# Task prompt
From the article on retiree Jack Hill and the PG&E bargaining, write out word for word the passage that opens with the words containing "The Bargaining Committee came" and closes with "and Jack Hill.".

# Extracted text

++++++++++

It’s an article of faith in the labor movement that progress is possible, that you can make things better, that it’s worth the fight.
Local 1245 retirees held true to this belief in the years-long battle to get PG&E to pay more toward their medical premiums. They fought the good fight, and no one fought it better or with more tenacity than Jack Hill.
As one of two retirees on the Local 1245 Bargaining Committee, Hill spent the past 18 months in nearly continuous negotiations with PG&E.“We were at Vacaville two or three 3 days a week, almost every week. It was a lot of nights at the Holiday Inn Express there in Vacaville,” Hill recalls.
The Bargaining Committee came together in early 2008 to begin educating itself on the many complex issues that would have to be dealt with in negotiations. And no issue was more complex than medical benefits for retired members.Since 2000, retirees have borne the cost of all increases in medical premiums. And those costs grew with frightening speed, threatening to consume a retiree’s entire pension check. Temporary relief was negotiated in 2003 and 2007 in the form of Retirement Premium Offset Accounts, but as those accounts ran out of money, many retirees were staring into a
financial abyss.
The topic was headed for the bargaining table again in 2008, and Business Manager Tom Dalzell knew that retirees needed a strong presence on the bargaining committee. He tapped two veterans of union negotiations: former Business Manager Perry Zimmerman and Jack Hill.

++++++++++

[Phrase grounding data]
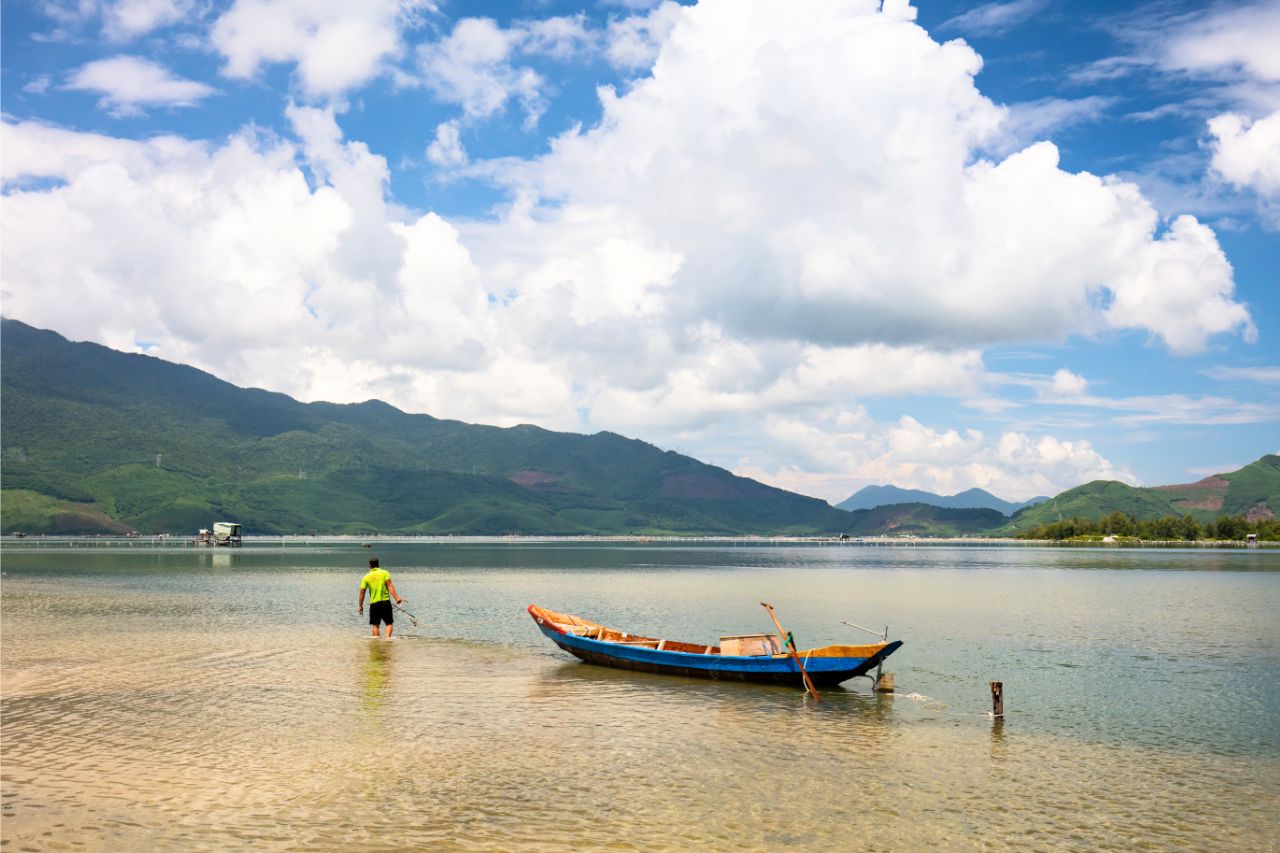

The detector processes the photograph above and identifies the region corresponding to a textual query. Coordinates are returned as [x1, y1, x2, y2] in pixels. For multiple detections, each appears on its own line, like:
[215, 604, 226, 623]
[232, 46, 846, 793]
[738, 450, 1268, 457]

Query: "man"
[356, 557, 404, 639]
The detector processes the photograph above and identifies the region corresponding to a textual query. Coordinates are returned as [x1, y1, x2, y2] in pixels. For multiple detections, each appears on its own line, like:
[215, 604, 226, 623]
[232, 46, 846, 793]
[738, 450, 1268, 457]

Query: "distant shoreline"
[0, 534, 1280, 553]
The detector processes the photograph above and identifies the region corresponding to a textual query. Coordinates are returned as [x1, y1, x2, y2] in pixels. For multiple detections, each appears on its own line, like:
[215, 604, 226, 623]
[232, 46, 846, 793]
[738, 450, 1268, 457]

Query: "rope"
[881, 693, 996, 720]
[394, 612, 509, 628]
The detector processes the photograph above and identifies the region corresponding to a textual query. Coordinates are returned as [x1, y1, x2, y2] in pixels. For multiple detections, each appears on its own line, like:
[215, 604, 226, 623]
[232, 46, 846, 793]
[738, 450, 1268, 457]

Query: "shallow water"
[0, 544, 1280, 850]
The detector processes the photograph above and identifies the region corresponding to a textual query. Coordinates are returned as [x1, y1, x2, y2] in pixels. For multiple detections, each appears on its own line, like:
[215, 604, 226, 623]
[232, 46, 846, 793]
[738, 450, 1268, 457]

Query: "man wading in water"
[356, 557, 404, 639]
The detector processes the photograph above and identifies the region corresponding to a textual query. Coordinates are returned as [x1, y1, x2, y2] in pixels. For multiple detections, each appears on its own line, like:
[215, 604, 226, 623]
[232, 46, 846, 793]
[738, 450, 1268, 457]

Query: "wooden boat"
[529, 605, 902, 686]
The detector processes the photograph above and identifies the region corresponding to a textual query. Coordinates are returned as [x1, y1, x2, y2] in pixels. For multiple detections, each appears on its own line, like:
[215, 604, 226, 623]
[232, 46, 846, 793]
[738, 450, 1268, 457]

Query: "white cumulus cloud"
[0, 0, 1252, 500]
[67, 56, 215, 115]
[210, 0, 435, 97]
[1208, 111, 1280, 196]
[736, 410, 1137, 503]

++++++++++

# Exercise output
The Bargaining Committee came together in early 2008 to begin educating itself on the many complex issues that would have to be dealt with in negotiations. And no issue was more complex than medical benefits for retired members.Since 2000, retirees have borne the cost of all increases in medical premiums. And those costs grew with frightening speed, threatening to consume a retiree’s entire pension check. Temporary relief was negotiated in 2003 and 2007 in the form of Retirement Premium Offset Accounts, but as those accounts ran out of money, many retirees were staring into a
financial abyss.
The topic was headed for the bargaining table again in 2008, and Business Manager Tom Dalzell knew that retirees needed a strong presence on the bargaining committee. He tapped two veterans of union negotiations: former Business Manager Perry Zimmerman and Jack Hill.